TEXT SECTION:
>>
Probe-based Detection¶
Probe-based detection tests whether protected group information can be predicted from embeddings. If a simple classifier can accurately predict group membership, the embeddings contain shortcut information.
How It Works¶
- Train a probe classifier on embeddings to predict protected attributes
- Evaluate accuracy on held-out data
- High accuracy indicates information leakage (shortcuts)
graph LR
A[Embeddings] --> B[Probe Classifier]
B --> C[Predicted Group]
C --> D[Compare to True Group]
D --> E[Accuracy Score]
E --> F{High Accuracy?}
F -->|Yes| G[Shortcut Detected]
F -->|No| H[No Shortcut]
Basic Usage¶
Using SKLearnProbe¶
from shortcut_detect import SKLearnProbe
from sklearn.linear_model import LogisticRegression
from sklearn.model_selection import train_test_split
# Split data
X_train, X_test, y_train, y_test = train_test_split(
embeddings, group_labels, test_size=0.2, random_state=42
)
<<
DATASET SECTION:
>>
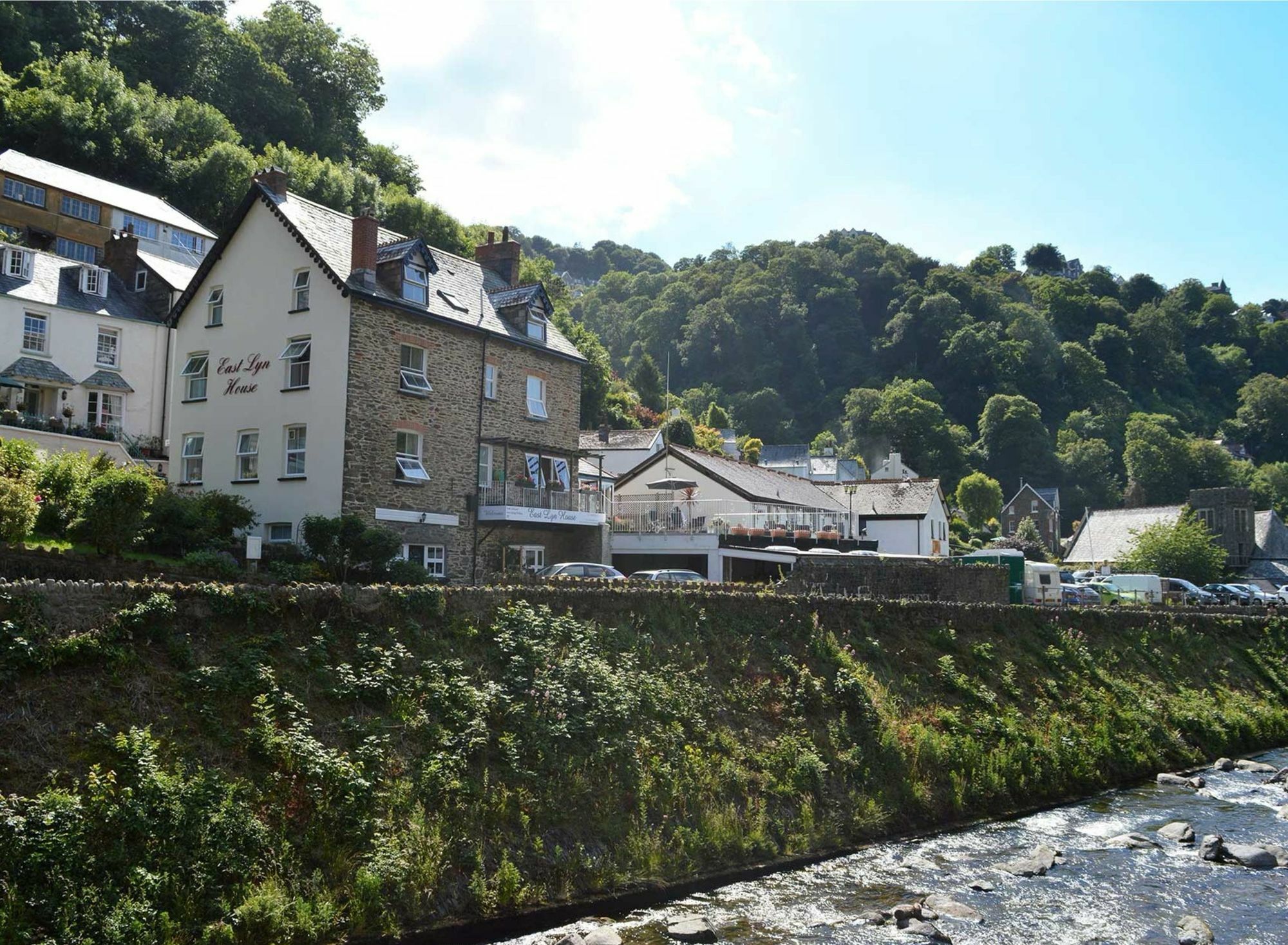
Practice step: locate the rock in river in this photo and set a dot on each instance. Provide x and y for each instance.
<<
EXERCISES:
• a. From the probe-based detection text, return the part that opens with the words containing "Probe-based Detection¶" and closes with "information leakage (shortcuts)", copied word for word.
• b. Which names are imported in the code of the probe-based detection text? List them.
• c. Answer these questions using the probe-based detection text:
(i) According to the text, what does it mean if a simple classifier can accurately predict group membership?
(ii) What value is given for test_size in the train_test_split call?
(iii) What value is given for random_state in that same call?

SET OF ANSWERS:
• a.
Probe-based Detection¶
Probe-based detection tests whether protected group information can be predicted from embeddings. If a simple classifier can accurately predict group membership, the embeddings contain shortcut information.
How It Works¶
- Train a probe classifier on embeddings to predict protected attributes
- Evaluate accuracy on held-out data
- High accuracy indicates information leakage (shortcuts)

• b.
- SKLearnProbe
- LogisticRegression
- train_test_split

• c.
(i) It means the embeddings contain shortcut information.
(ii) 0.2
(iii) 42